Task set:
A – Translate this sentence from the Pesach healthy-eating text into Spanish: "Don’t shop when you are hungry—you’ll buy too much junk food."
B – Return the passage of the Pesach healthy-eating text from "Plan Ahead: Each" to "will like them.", copied word for word.

Selected extract:

Most traditional Pesach recipes are high in calories, carbohydrates and fat, but are low in fiber. Traditions are hard to break and favorite foods are difficult to “pass up,” especially during a holiday. To help you eat well even during Pesach, here are some healthy and delicious recipes that are sure to please the guests at your table. I’ve also included some helpful tips to make your Pesach preparations easier. Enjoy without guilt!
Plan Ahead: Each year, go through your favorite recipes. Photocopy those that are “keepers,” and note any necessary adjustments. Similarly, keep your menus and grocery lists from previous years as a helpful guide and store them in clear plastic page protectors. That way, you’ll be organized for Pesach and will know what to buy for the current year. Don’t be afraid to try new recipes, but it’s a good idea to try them ahead of the Seders to ensure that your family will like them.
Shop Smart: Fill your grocery cart with fresh fruits and vegetables, lean meats, poultry, fish and low-fat dairy products. Beware of processed foods, as they are often loaded with fat, carbs and sodium. Don’t shop when you are hungry—you’ll buy too much junk food.

Excerpted data:
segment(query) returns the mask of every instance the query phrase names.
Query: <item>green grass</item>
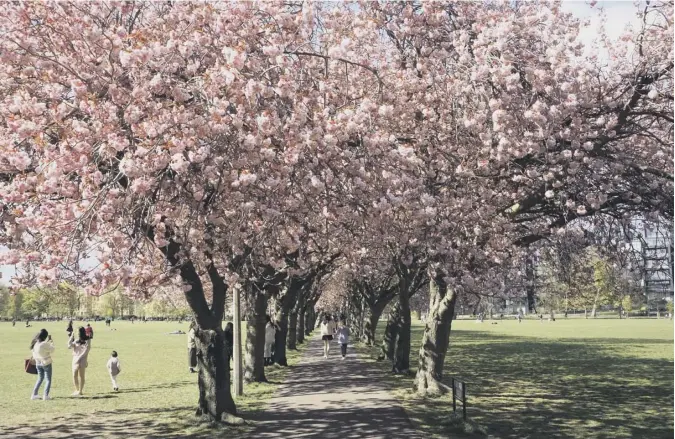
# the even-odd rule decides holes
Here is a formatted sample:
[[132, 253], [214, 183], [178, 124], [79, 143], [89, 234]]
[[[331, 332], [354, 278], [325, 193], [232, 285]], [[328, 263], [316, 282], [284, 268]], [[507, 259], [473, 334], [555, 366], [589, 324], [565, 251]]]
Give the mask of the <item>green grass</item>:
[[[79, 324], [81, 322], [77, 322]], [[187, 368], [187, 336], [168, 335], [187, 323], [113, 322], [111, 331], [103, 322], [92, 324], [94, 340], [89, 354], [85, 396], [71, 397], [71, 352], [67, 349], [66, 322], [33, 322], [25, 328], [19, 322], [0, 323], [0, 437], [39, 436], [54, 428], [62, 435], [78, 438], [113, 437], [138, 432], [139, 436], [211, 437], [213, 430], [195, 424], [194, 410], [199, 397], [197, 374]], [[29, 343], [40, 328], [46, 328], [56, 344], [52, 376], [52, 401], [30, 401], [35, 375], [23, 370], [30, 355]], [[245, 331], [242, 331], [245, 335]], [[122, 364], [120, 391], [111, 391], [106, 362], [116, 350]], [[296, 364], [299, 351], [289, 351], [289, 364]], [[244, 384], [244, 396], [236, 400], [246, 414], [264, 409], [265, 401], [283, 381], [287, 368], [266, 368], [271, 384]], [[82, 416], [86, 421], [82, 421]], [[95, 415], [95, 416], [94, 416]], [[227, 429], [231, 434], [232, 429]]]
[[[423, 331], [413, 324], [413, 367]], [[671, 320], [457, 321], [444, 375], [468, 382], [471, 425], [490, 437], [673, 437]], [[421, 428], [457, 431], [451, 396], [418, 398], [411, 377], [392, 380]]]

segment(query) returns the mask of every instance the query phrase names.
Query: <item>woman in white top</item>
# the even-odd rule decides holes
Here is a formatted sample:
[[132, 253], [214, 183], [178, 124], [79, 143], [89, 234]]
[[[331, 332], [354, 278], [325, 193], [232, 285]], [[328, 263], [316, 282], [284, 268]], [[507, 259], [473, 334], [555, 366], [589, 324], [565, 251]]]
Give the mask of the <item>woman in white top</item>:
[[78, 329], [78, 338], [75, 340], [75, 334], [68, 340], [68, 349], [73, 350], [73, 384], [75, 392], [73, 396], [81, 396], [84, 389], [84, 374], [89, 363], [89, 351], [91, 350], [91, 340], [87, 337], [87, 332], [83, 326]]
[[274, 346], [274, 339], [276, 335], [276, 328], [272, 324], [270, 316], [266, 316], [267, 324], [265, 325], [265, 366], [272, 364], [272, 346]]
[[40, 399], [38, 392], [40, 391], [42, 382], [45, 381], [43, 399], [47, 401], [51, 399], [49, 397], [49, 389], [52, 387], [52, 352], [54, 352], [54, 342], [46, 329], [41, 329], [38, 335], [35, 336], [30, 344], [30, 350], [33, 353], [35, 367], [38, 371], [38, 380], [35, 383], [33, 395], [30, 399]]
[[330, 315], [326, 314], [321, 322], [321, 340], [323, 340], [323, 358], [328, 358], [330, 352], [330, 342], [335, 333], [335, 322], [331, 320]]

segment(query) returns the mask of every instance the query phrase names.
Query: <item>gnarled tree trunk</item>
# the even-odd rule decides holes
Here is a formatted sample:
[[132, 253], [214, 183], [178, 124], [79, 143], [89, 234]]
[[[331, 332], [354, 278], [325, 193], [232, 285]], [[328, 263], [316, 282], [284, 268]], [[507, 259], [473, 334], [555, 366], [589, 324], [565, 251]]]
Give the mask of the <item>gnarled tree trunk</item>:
---
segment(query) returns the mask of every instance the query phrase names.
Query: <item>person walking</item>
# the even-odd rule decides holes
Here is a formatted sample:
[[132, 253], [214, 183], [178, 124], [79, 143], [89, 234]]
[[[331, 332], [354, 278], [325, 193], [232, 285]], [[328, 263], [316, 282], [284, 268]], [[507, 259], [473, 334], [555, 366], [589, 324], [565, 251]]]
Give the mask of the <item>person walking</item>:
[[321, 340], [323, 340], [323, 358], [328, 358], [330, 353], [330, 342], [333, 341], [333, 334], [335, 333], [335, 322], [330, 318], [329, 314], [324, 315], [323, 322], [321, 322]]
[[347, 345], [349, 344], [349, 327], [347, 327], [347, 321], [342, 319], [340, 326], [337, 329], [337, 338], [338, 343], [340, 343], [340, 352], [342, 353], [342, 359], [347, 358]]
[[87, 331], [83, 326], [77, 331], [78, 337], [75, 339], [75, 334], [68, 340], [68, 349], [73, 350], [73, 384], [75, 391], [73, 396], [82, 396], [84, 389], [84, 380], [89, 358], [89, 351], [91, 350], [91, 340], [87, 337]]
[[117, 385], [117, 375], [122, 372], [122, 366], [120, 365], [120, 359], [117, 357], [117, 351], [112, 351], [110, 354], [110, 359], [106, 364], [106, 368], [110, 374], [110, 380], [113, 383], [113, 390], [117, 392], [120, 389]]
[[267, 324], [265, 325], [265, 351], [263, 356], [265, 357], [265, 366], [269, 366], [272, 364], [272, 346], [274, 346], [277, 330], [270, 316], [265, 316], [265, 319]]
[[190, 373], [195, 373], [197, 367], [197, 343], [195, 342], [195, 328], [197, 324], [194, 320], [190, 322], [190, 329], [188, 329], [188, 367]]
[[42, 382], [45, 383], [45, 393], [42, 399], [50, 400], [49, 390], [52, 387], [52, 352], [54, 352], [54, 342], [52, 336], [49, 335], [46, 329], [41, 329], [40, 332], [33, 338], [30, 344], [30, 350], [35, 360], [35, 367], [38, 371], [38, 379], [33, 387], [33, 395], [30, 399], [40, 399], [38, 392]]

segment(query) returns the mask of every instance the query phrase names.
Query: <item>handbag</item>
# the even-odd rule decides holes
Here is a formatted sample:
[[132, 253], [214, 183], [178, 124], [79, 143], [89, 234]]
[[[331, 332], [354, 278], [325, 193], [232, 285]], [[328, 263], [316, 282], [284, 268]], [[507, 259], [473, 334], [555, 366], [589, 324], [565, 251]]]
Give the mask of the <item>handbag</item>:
...
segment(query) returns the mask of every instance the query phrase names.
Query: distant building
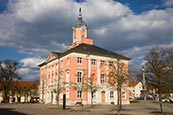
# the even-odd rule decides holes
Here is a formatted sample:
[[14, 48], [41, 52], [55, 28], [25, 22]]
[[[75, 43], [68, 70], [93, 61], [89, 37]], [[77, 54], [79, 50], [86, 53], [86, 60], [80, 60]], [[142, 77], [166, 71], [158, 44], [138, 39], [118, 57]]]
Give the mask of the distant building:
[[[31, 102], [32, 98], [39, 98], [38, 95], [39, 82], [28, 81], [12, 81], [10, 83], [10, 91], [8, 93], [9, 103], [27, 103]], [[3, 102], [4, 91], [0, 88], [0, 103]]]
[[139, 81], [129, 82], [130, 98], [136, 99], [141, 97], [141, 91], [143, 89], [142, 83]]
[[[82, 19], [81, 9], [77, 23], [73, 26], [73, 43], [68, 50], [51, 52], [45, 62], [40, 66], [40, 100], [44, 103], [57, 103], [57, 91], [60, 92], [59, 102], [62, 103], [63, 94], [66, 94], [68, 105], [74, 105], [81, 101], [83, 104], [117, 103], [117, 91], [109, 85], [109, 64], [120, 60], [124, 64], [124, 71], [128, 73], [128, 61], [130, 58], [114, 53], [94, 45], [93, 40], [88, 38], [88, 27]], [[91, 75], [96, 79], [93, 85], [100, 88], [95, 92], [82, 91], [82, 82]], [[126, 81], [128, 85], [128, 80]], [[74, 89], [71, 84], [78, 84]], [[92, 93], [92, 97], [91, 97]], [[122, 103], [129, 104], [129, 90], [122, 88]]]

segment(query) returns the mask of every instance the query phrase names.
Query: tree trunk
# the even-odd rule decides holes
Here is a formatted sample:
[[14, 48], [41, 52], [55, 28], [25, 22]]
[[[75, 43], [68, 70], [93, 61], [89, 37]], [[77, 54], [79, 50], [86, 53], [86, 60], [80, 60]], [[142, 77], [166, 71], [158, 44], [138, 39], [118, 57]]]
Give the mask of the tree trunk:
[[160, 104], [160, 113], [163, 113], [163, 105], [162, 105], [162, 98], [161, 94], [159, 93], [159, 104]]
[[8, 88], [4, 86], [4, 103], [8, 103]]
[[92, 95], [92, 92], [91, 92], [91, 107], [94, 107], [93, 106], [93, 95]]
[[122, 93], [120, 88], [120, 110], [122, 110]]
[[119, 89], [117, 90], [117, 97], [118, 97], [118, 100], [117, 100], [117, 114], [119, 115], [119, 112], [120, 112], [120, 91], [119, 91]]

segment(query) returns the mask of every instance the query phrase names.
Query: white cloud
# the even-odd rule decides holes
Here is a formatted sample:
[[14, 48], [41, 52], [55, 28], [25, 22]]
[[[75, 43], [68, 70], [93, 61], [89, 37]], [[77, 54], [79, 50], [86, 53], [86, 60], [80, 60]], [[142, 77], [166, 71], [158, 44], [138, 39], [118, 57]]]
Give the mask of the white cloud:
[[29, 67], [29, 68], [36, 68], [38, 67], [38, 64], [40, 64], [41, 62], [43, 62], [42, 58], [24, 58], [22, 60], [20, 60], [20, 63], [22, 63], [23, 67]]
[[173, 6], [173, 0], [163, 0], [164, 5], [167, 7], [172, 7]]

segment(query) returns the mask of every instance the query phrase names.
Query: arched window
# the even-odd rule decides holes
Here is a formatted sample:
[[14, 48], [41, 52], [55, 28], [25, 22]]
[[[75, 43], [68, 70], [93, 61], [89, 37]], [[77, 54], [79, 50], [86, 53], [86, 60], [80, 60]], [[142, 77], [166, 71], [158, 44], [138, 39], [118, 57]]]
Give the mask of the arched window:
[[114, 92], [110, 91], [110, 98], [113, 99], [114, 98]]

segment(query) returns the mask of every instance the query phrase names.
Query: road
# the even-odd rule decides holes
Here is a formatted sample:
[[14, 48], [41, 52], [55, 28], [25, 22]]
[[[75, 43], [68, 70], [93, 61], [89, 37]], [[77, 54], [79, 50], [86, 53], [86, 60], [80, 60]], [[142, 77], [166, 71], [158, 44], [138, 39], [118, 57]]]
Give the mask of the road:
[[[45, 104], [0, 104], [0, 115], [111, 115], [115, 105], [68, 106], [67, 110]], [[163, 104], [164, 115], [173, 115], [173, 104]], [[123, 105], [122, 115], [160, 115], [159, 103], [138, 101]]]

Answer set:
A – No haga las compras cuando tenga hambre: comprará demasiada comida chatarra.

B –
Plan Ahead: Each year, go through your favorite recipes. Photocopy those that are “keepers,” and note any necessary adjustments. Similarly, keep your menus and grocery lists from previous years as a helpful guide and store them in clear plastic page protectors. That way, you’ll be organized for Pesach and will know what to buy for the current year. Don’t be afraid to try new recipes, but it’s a good idea to try them ahead of the Seders to ensure that your family will like them.